Exercise details:
Write out, word for word, only the lines from the one with "bun in the photo above." to the end of the data below.

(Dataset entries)
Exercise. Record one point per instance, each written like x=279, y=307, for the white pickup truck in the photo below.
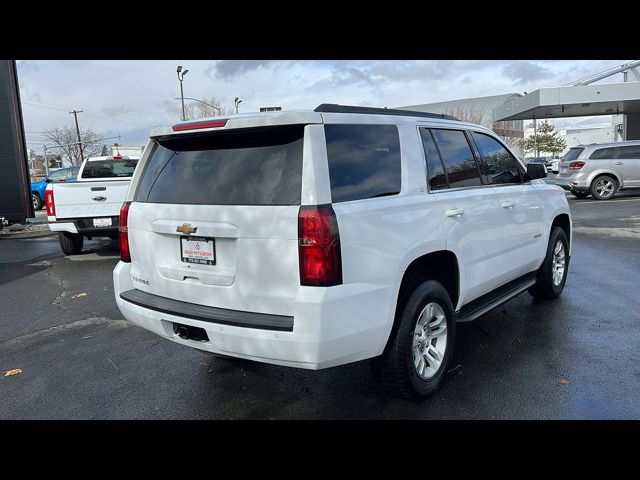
x=90, y=206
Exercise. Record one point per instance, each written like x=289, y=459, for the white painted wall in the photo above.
x=585, y=136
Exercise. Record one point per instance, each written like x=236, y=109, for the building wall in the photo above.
x=585, y=136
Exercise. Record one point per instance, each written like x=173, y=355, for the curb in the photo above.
x=27, y=234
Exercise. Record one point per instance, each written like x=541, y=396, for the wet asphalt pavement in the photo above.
x=574, y=358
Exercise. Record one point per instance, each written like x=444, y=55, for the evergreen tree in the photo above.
x=547, y=140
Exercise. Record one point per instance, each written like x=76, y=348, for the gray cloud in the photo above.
x=347, y=77
x=226, y=69
x=119, y=110
x=523, y=72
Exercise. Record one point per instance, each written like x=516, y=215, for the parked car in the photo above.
x=600, y=170
x=61, y=175
x=546, y=161
x=312, y=239
x=89, y=207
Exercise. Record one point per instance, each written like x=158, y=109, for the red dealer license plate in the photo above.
x=198, y=250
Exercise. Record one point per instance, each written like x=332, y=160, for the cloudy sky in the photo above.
x=128, y=98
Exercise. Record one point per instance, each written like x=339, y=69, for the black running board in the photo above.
x=491, y=300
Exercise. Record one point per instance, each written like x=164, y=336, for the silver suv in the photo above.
x=600, y=169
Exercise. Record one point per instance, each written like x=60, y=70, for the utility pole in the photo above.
x=75, y=115
x=535, y=136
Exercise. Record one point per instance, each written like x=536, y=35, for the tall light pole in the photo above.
x=181, y=75
x=75, y=115
x=205, y=103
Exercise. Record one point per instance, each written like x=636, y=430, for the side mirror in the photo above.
x=536, y=170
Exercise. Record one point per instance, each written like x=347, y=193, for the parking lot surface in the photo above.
x=573, y=358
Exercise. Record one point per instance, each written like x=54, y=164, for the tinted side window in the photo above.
x=457, y=157
x=604, y=153
x=435, y=170
x=58, y=175
x=364, y=161
x=498, y=164
x=572, y=154
x=632, y=151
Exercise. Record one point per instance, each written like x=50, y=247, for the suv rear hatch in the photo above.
x=214, y=219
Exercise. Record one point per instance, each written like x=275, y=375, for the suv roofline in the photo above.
x=608, y=144
x=335, y=108
x=321, y=114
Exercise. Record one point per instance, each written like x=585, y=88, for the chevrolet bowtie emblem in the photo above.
x=186, y=228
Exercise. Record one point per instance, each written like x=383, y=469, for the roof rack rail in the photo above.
x=335, y=108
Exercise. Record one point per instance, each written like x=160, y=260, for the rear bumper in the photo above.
x=84, y=226
x=577, y=181
x=330, y=326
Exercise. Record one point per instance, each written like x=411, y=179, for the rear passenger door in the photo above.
x=521, y=206
x=469, y=211
x=627, y=164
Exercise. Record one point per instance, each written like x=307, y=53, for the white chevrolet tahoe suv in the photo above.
x=317, y=238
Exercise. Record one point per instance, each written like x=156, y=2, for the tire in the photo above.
x=396, y=370
x=604, y=187
x=578, y=194
x=37, y=201
x=549, y=286
x=71, y=243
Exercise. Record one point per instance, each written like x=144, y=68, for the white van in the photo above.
x=316, y=238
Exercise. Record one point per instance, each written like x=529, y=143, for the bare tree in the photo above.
x=67, y=139
x=212, y=107
x=507, y=130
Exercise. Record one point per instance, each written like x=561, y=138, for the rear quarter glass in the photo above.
x=261, y=166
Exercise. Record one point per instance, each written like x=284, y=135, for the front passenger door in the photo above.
x=521, y=205
x=470, y=212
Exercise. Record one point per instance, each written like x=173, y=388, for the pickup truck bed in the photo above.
x=82, y=202
x=89, y=207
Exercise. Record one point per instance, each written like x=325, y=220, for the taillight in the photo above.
x=198, y=125
x=319, y=246
x=50, y=203
x=125, y=254
x=576, y=165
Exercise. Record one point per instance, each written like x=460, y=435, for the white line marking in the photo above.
x=604, y=202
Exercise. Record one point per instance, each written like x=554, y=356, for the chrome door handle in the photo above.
x=455, y=212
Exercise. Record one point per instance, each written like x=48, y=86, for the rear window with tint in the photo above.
x=604, y=154
x=572, y=154
x=632, y=151
x=364, y=161
x=239, y=167
x=109, y=168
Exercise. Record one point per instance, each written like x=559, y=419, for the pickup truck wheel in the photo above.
x=37, y=201
x=416, y=358
x=604, y=187
x=71, y=243
x=552, y=275
x=578, y=194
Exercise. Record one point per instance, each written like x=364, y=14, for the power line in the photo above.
x=49, y=106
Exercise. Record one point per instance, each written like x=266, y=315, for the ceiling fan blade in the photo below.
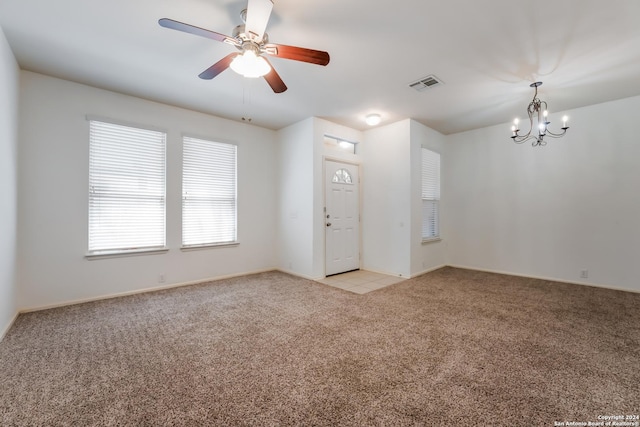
x=218, y=67
x=274, y=80
x=258, y=13
x=187, y=28
x=297, y=53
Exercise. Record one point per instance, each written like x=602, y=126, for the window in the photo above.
x=126, y=188
x=430, y=195
x=208, y=193
x=342, y=176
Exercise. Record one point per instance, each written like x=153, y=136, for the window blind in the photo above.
x=430, y=194
x=208, y=192
x=126, y=188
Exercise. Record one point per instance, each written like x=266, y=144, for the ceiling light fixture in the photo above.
x=373, y=119
x=250, y=64
x=537, y=109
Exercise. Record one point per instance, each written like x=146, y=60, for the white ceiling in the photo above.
x=487, y=53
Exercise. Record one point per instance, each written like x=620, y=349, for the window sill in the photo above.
x=208, y=246
x=431, y=240
x=119, y=254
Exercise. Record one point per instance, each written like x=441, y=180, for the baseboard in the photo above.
x=550, y=279
x=386, y=273
x=142, y=291
x=303, y=276
x=4, y=331
x=428, y=270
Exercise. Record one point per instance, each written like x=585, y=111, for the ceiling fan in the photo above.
x=252, y=42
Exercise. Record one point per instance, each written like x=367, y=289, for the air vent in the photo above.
x=425, y=83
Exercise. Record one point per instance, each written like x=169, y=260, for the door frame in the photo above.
x=324, y=208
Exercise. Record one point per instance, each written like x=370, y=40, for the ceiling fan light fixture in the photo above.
x=250, y=65
x=373, y=119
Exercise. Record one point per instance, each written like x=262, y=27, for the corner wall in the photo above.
x=386, y=214
x=53, y=206
x=9, y=85
x=550, y=211
x=424, y=256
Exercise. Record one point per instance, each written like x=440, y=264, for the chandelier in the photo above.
x=537, y=110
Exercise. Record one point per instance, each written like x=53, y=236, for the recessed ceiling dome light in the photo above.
x=373, y=119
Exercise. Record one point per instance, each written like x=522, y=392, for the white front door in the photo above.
x=342, y=217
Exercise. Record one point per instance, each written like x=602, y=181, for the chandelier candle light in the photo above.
x=537, y=109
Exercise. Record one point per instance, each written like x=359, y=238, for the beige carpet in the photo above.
x=451, y=348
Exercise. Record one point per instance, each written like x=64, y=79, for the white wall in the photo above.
x=9, y=86
x=386, y=215
x=431, y=255
x=53, y=186
x=549, y=211
x=295, y=199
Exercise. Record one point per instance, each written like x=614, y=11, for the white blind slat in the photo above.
x=209, y=212
x=430, y=194
x=126, y=187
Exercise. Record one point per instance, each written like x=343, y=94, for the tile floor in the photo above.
x=360, y=281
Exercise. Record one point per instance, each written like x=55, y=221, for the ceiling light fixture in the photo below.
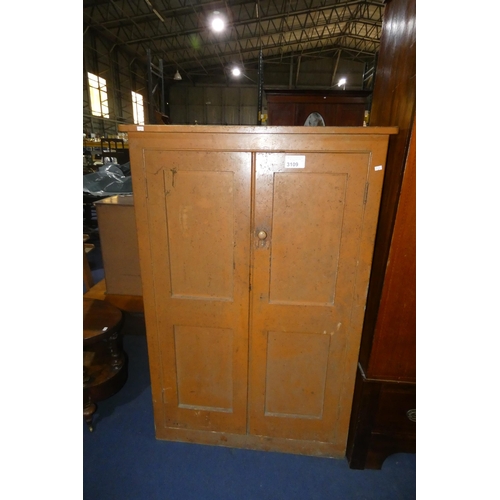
x=217, y=23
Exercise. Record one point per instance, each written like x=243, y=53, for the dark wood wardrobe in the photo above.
x=383, y=419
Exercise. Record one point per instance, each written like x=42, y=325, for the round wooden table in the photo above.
x=104, y=361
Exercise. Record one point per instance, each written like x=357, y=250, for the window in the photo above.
x=138, y=107
x=98, y=96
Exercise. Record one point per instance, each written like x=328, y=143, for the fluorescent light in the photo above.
x=218, y=23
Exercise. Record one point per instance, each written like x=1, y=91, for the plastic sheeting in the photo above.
x=110, y=179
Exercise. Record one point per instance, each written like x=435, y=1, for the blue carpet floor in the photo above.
x=122, y=460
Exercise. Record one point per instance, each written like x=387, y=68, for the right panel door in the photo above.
x=308, y=241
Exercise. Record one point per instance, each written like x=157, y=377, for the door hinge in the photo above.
x=367, y=185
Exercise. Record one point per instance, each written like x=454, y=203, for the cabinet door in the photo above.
x=199, y=230
x=308, y=268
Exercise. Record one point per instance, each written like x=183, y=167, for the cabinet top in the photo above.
x=259, y=129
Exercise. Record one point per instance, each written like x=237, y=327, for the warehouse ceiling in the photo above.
x=176, y=35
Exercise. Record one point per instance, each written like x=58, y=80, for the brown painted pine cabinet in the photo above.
x=255, y=245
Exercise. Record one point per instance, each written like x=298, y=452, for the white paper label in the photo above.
x=295, y=161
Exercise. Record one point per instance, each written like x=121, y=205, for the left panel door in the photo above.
x=199, y=227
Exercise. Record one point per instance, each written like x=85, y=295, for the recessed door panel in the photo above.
x=204, y=359
x=201, y=234
x=305, y=257
x=296, y=369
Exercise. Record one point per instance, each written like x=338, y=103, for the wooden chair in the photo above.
x=105, y=364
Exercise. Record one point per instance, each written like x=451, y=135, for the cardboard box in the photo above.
x=120, y=253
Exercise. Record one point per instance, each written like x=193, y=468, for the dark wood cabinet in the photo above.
x=383, y=419
x=344, y=108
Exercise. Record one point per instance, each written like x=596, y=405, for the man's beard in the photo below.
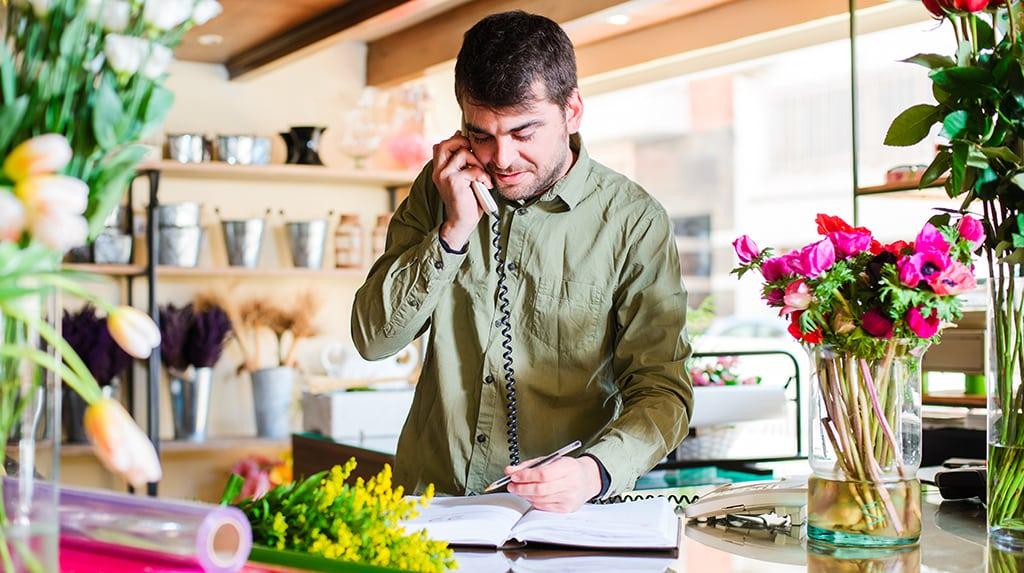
x=544, y=182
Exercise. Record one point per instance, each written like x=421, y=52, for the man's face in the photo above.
x=524, y=149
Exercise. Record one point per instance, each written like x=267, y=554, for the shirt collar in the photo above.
x=572, y=187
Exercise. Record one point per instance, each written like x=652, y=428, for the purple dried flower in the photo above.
x=175, y=323
x=87, y=335
x=209, y=333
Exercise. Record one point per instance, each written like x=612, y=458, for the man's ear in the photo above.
x=573, y=112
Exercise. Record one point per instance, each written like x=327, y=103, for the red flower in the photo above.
x=969, y=5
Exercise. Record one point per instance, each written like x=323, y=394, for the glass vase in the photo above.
x=865, y=446
x=1006, y=437
x=30, y=408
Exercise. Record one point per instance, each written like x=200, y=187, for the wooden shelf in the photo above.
x=955, y=398
x=898, y=187
x=281, y=172
x=176, y=446
x=235, y=272
x=110, y=270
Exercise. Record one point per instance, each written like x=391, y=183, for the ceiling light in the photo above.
x=210, y=39
x=619, y=19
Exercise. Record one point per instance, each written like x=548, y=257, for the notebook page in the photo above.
x=478, y=520
x=643, y=524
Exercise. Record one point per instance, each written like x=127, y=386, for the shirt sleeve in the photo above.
x=649, y=357
x=394, y=304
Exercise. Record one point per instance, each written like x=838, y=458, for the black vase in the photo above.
x=304, y=145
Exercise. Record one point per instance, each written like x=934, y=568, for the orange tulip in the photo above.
x=120, y=444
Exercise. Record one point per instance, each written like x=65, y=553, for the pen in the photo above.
x=504, y=480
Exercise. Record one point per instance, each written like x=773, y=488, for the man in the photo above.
x=596, y=305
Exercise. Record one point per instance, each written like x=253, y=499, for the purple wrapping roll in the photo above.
x=216, y=538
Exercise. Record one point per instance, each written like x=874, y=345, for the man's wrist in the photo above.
x=593, y=476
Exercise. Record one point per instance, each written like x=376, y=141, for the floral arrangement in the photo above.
x=979, y=93
x=721, y=371
x=88, y=336
x=260, y=474
x=193, y=337
x=856, y=295
x=290, y=325
x=866, y=310
x=325, y=516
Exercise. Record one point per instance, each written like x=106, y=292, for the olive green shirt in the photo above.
x=597, y=313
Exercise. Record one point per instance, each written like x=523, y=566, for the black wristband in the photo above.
x=448, y=249
x=605, y=477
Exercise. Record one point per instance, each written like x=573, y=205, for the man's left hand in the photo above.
x=562, y=486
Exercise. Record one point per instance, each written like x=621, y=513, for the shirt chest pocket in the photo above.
x=565, y=316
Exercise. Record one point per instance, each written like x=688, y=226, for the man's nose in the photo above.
x=505, y=153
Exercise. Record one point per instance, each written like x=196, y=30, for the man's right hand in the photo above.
x=455, y=168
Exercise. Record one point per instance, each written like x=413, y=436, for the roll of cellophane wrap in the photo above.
x=214, y=538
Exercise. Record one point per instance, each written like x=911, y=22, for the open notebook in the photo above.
x=503, y=520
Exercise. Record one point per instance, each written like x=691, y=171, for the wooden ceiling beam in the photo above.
x=315, y=30
x=408, y=53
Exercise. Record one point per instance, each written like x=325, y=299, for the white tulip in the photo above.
x=12, y=217
x=133, y=331
x=157, y=60
x=206, y=10
x=165, y=14
x=53, y=193
x=125, y=53
x=59, y=230
x=120, y=444
x=44, y=153
x=115, y=14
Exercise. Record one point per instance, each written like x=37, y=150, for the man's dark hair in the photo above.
x=504, y=54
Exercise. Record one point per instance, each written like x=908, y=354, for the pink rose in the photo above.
x=775, y=268
x=775, y=297
x=745, y=249
x=954, y=279
x=971, y=229
x=922, y=266
x=849, y=244
x=924, y=326
x=798, y=297
x=816, y=258
x=931, y=239
x=877, y=324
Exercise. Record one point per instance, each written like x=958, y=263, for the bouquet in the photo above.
x=721, y=371
x=866, y=311
x=324, y=515
x=979, y=103
x=193, y=338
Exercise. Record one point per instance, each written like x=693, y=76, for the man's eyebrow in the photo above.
x=525, y=126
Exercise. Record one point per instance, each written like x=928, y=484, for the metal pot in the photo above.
x=272, y=400
x=178, y=215
x=244, y=149
x=179, y=246
x=188, y=147
x=112, y=248
x=243, y=238
x=305, y=239
x=190, y=403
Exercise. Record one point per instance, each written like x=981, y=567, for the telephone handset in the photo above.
x=488, y=205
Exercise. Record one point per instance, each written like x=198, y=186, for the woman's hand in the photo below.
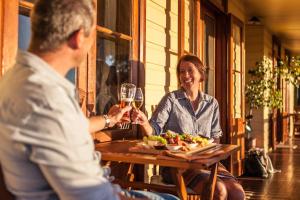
x=116, y=114
x=138, y=117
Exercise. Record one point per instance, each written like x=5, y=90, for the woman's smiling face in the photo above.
x=189, y=76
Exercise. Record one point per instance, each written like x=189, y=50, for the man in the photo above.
x=46, y=150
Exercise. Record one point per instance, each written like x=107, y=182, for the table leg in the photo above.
x=209, y=191
x=179, y=182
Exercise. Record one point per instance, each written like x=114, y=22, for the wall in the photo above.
x=161, y=50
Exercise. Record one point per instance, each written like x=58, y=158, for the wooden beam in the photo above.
x=180, y=27
x=8, y=33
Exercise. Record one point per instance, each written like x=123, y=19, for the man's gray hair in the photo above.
x=54, y=21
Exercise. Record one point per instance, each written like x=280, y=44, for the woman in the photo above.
x=188, y=110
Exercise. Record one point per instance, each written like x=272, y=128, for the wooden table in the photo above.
x=119, y=151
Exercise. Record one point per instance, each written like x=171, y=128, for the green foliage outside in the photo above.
x=262, y=90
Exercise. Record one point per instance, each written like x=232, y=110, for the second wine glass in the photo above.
x=138, y=100
x=127, y=94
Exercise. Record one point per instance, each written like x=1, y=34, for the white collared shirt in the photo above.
x=46, y=151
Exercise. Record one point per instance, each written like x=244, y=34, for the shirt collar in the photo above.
x=181, y=94
x=30, y=60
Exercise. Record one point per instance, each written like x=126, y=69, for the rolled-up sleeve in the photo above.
x=216, y=131
x=161, y=114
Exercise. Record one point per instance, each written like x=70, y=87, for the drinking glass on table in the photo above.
x=138, y=101
x=127, y=94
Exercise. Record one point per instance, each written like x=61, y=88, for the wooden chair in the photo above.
x=4, y=193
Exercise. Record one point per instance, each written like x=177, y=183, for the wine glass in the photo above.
x=127, y=94
x=90, y=103
x=138, y=100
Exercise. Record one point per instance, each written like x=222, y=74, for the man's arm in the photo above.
x=115, y=114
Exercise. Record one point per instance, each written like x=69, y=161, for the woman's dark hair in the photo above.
x=193, y=59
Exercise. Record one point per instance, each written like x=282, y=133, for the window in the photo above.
x=189, y=26
x=114, y=51
x=209, y=53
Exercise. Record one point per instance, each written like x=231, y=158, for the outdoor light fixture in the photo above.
x=254, y=20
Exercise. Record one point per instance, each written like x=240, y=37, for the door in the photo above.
x=215, y=59
x=236, y=92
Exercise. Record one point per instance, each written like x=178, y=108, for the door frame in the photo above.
x=236, y=128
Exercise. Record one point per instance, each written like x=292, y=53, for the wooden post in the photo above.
x=8, y=33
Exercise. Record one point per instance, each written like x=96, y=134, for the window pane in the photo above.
x=115, y=15
x=209, y=54
x=237, y=66
x=113, y=69
x=188, y=26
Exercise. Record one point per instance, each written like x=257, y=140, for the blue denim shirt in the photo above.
x=175, y=113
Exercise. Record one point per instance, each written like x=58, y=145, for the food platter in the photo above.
x=173, y=143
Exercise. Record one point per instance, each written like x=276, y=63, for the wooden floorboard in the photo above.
x=280, y=186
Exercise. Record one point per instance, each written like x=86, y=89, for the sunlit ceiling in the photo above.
x=282, y=17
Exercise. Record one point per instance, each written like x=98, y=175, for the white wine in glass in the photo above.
x=138, y=100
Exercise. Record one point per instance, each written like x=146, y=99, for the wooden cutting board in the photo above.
x=149, y=150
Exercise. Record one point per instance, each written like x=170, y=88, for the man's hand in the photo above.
x=139, y=117
x=116, y=114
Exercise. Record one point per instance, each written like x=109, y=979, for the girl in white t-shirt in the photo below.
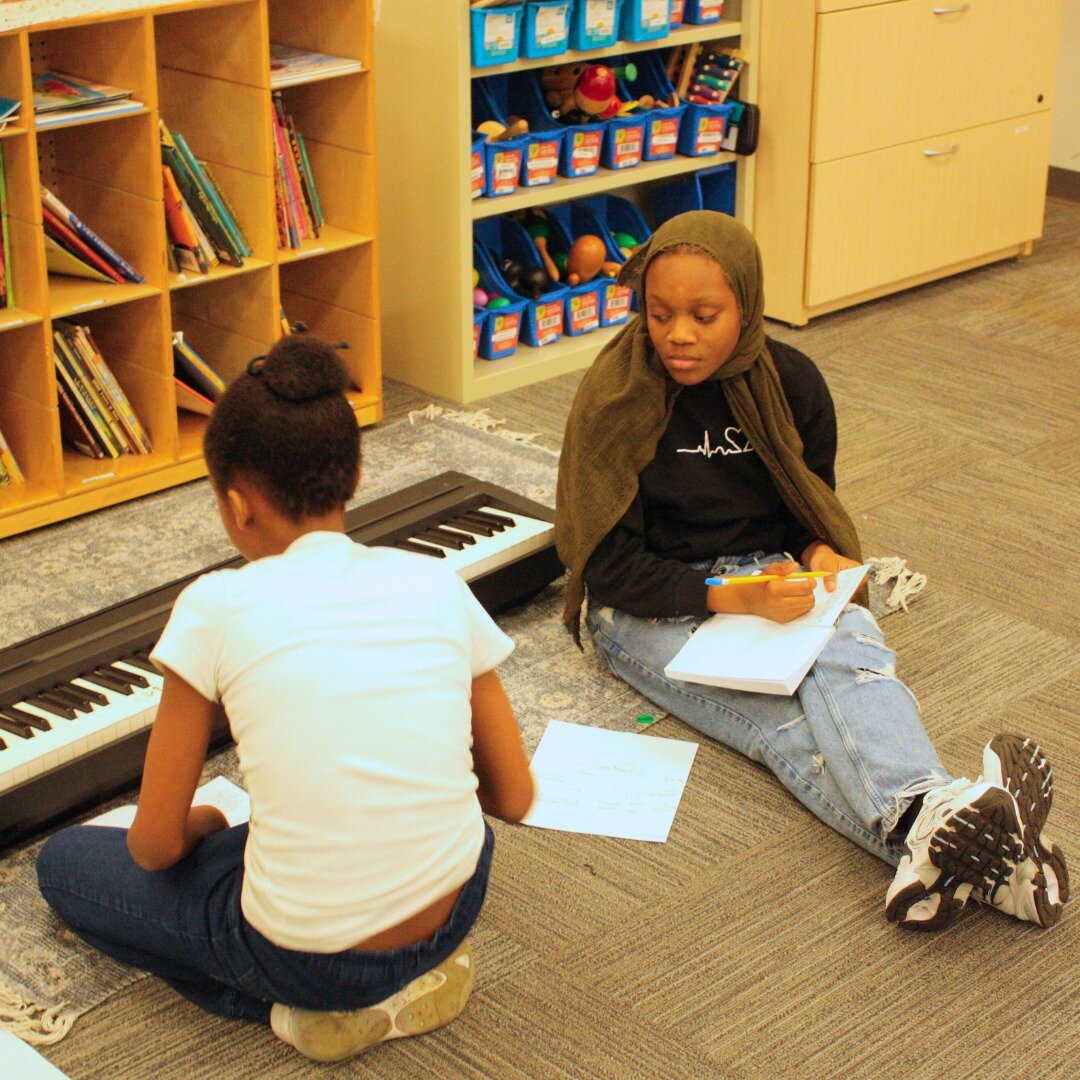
x=372, y=732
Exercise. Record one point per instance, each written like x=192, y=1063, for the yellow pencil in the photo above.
x=751, y=579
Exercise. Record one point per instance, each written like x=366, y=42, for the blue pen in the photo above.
x=750, y=579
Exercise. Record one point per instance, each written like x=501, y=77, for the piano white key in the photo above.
x=67, y=740
x=524, y=537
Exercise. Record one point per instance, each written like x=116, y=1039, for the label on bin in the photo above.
x=504, y=173
x=504, y=332
x=583, y=313
x=585, y=152
x=476, y=173
x=551, y=24
x=599, y=17
x=499, y=32
x=616, y=304
x=710, y=133
x=655, y=13
x=663, y=135
x=542, y=162
x=549, y=322
x=628, y=147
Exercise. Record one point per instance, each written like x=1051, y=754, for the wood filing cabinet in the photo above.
x=902, y=142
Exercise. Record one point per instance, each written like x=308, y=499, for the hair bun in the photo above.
x=301, y=368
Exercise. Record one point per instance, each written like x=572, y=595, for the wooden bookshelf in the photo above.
x=203, y=67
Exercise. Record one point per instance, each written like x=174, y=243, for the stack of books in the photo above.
x=96, y=417
x=299, y=213
x=198, y=386
x=72, y=247
x=59, y=98
x=5, y=284
x=10, y=473
x=203, y=231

Response to the exercise:
Exercise. Record one point per instance, each written like x=308, y=499, for the hair bun in the photo above.
x=301, y=368
Exercise. Record one point per instance, each written like x=572, y=595, for the wooden bookshelf in the photo above.
x=203, y=67
Exercise. Record one point per instance, each written like x=174, y=243, for the stack of books in the photo above.
x=96, y=417
x=299, y=213
x=198, y=386
x=72, y=247
x=59, y=98
x=5, y=284
x=10, y=473
x=203, y=231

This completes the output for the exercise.